TASK DIRECTIONS :: Update the rows below by replacing every occurrence of "thickest part" with "widest part". Leave everything else unchanged.

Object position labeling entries
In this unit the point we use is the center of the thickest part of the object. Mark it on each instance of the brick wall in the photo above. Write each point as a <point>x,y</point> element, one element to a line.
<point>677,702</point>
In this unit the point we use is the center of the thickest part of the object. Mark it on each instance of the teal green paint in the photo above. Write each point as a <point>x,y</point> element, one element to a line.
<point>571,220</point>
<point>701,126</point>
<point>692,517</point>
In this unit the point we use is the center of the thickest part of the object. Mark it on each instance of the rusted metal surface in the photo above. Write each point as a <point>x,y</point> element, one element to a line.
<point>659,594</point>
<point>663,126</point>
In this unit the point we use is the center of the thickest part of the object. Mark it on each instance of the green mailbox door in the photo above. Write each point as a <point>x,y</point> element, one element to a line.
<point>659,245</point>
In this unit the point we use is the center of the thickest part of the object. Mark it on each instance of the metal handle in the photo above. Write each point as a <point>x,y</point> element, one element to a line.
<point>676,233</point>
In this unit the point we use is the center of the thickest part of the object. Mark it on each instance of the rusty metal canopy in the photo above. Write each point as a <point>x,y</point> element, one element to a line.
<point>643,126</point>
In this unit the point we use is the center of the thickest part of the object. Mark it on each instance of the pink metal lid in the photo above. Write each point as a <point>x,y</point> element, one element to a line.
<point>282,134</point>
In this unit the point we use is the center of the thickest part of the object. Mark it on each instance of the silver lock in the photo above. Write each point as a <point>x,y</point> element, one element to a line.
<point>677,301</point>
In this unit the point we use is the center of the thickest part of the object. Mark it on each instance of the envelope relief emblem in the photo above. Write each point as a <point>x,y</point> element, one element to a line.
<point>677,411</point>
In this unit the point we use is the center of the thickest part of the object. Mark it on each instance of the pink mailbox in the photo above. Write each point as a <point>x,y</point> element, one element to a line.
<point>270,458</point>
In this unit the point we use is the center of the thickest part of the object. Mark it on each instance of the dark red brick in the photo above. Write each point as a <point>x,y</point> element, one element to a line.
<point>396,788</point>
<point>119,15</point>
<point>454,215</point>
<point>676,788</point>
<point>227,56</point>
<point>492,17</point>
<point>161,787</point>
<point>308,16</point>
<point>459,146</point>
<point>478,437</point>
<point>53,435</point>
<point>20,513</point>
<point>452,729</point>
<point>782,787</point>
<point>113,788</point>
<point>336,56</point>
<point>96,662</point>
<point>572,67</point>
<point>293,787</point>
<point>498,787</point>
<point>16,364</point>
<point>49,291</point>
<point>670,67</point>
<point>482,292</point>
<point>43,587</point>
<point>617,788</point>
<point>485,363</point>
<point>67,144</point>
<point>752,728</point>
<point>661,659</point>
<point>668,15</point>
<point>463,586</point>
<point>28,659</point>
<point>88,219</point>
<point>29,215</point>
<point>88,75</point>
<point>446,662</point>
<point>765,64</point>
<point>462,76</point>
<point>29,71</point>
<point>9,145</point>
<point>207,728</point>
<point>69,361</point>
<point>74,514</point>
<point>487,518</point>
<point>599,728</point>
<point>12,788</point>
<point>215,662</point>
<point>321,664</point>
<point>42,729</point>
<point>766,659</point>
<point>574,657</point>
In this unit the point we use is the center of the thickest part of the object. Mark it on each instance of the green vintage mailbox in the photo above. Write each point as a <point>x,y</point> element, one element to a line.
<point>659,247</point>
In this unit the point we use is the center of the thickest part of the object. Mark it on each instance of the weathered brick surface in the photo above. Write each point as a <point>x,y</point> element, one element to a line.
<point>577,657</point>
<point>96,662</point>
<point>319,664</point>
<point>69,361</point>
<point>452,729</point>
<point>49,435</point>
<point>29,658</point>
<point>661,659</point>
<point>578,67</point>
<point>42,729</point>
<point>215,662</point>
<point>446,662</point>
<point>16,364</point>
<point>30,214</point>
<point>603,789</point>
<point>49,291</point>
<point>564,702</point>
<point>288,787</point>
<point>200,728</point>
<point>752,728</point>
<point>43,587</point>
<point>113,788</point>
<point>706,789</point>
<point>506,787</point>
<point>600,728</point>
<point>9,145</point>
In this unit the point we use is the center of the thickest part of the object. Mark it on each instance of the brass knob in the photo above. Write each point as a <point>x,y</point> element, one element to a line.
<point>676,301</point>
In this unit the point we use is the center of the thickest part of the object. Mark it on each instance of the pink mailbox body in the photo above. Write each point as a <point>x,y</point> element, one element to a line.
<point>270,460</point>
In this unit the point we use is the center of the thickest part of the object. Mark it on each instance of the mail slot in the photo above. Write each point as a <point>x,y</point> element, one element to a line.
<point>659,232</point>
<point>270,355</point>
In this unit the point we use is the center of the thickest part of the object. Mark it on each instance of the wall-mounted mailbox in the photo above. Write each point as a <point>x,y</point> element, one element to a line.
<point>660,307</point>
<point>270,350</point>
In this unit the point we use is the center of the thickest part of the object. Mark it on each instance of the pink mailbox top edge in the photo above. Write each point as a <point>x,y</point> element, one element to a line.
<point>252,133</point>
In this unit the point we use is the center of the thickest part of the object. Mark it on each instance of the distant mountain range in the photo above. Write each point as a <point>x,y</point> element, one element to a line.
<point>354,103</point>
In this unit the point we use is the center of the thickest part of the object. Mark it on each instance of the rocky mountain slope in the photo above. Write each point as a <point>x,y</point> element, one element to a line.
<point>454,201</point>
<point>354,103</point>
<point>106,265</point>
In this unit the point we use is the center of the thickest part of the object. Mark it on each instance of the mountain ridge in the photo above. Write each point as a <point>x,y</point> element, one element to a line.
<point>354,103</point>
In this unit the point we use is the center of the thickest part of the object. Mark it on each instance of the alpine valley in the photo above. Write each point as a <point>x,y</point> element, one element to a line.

WRITTEN ANSWER ::
In this unit the point we use is the center of the widest part of the object. Mark it on each instance of the brick wall in the photo above. Write each point as a <point>x,y</point> element, one element to a line.
<point>677,702</point>
In this unit the point we use is the center of the widest part of the object. Mark it on each instance of the teal green paint in the photo above. Write each point as a <point>x,y</point> element, one element to a line.
<point>571,220</point>
<point>701,126</point>
<point>692,517</point>
In this unit the point we use is the center of the widest part of the object. Mark it on each instance of the rusted metal surface in the photo above. Write each point as a <point>x,y</point> element, one element to a line.
<point>659,594</point>
<point>663,126</point>
In this unit the point we use is the center of the widest part of the object. Mark it on each instance of the green mailbox door in the photo above. Write each point as a <point>x,y</point> element, one element to a line.
<point>659,245</point>
In this unit the point we use is the center of the widest part of the object. Mark it on each instance of the metal handle in the photo above. Write each point as a <point>x,y</point> element, one element to a line.
<point>676,233</point>
In this unit the point we use is the center of the widest part of the object. Mark it on each instance of the rusty metal canopy in the photo above. Write each point as a <point>x,y</point> element, one element to a line.
<point>643,126</point>
In this unit the point we use is the center of the widest part of the object. Mark it on each instance of the pink metal lid in the photo above. Write each point as a <point>x,y</point> element, one element to a line.
<point>282,134</point>
In this unit the point we use is the center of the widest part of the object. Mark it on each instance of the silver lock in the photo above. Write each point as a <point>x,y</point> element, one element to a line.
<point>677,301</point>
In this unit the point we use is the center of the widest part of the object. Mark it on each instance of the envelope relief emblem in the photo above. Write each point as a <point>x,y</point> element, one element to a line.
<point>677,411</point>
In this unit the point we use is the center of the widest part of the object. Mark it on each instance of the pink mailbox in the photo above. Write each point as a <point>x,y</point> element, one element to a line.
<point>270,458</point>
In this unit the point we use is the center of the widest part of the object. Mark it on each instance of the dark red brick in the photo above. Write each point as a <point>x,y</point> element, one element to a line.
<point>396,788</point>
<point>119,15</point>
<point>454,215</point>
<point>676,788</point>
<point>227,56</point>
<point>492,17</point>
<point>161,787</point>
<point>308,16</point>
<point>459,146</point>
<point>478,437</point>
<point>53,435</point>
<point>20,513</point>
<point>452,729</point>
<point>782,787</point>
<point>113,788</point>
<point>336,56</point>
<point>96,662</point>
<point>572,67</point>
<point>293,787</point>
<point>498,787</point>
<point>16,364</point>
<point>49,291</point>
<point>670,67</point>
<point>482,292</point>
<point>43,587</point>
<point>617,788</point>
<point>485,363</point>
<point>67,144</point>
<point>752,728</point>
<point>661,659</point>
<point>668,15</point>
<point>463,586</point>
<point>28,659</point>
<point>88,219</point>
<point>29,215</point>
<point>88,75</point>
<point>446,662</point>
<point>765,64</point>
<point>462,76</point>
<point>29,71</point>
<point>9,145</point>
<point>207,728</point>
<point>69,361</point>
<point>74,514</point>
<point>487,518</point>
<point>599,728</point>
<point>12,788</point>
<point>215,662</point>
<point>321,664</point>
<point>42,729</point>
<point>766,659</point>
<point>574,657</point>
In this unit the point we use is the center of the widest part of the object. Mark it on each instance of the green vintage mailbox in the photo above. Write each point as a <point>x,y</point> element, one element to a line.
<point>659,247</point>
In this unit the point we use is the center of the widest part of the object. Mark it on each instance of the weathered brick surface in the photo above. Write each point as a <point>x,y</point> element, one element to a line.
<point>577,657</point>
<point>96,662</point>
<point>319,664</point>
<point>69,361</point>
<point>452,729</point>
<point>49,435</point>
<point>29,658</point>
<point>661,659</point>
<point>578,67</point>
<point>42,729</point>
<point>215,662</point>
<point>446,662</point>
<point>16,364</point>
<point>30,214</point>
<point>603,789</point>
<point>49,291</point>
<point>564,702</point>
<point>288,787</point>
<point>200,728</point>
<point>752,728</point>
<point>43,587</point>
<point>113,788</point>
<point>706,789</point>
<point>506,787</point>
<point>600,728</point>
<point>9,145</point>
In this unit the point we use is the center of the widest part of the object. Mark it on each instance of the brass knob in the photo above. Write each point as a <point>x,y</point> element, one element to a line.
<point>676,301</point>
In this unit the point we use is the center of the widest part of the object. Mark it on each instance of the pink mailbox body in the photo above. Write each point as a <point>x,y</point> element, one element to a line.
<point>270,460</point>
In this unit the point we use is the center of the widest part of the object. Mark it on each instance of the mail slot in the photo above. Write each point as a <point>x,y</point> element, one element to a line.
<point>659,232</point>
<point>270,355</point>
In this unit the point we use is the center of the widest part of the object. Mark it on each instance of the wall-mounted mailbox in the photo above. Write each point as a <point>x,y</point> element, one element to a line.
<point>660,307</point>
<point>270,350</point>
In this unit the point we use is the center of the widest part of the object. Mark it on each instance of the pink mailbox top edge in the photo above. Write each point as a <point>x,y</point> element, one element to a line.
<point>252,133</point>
In this unit the point we use is the center of the widest part of the object. Mark it on each instance of the distant mountain range in the photo above. Write each point as a <point>x,y</point> element, one element to a line.
<point>354,103</point>
In this unit the point we use is the center of the widest part of the object. Mark it on each instance of the rocky mountain slope in the photo above. Write each point as a <point>x,y</point> element, one element to a line.
<point>454,201</point>
<point>354,103</point>
<point>106,265</point>
In this unit the point we use is the center of the widest part of the object. Mark it on each instance of the mountain ridge in the photo above. Write each point as a <point>x,y</point> element, one element to a line.
<point>354,103</point>
In this unit the point we use is the center of the widest part of the object. Mark it on each instance of the alpine valley in the photo above. Write each point as a <point>x,y</point> element, one element to a line.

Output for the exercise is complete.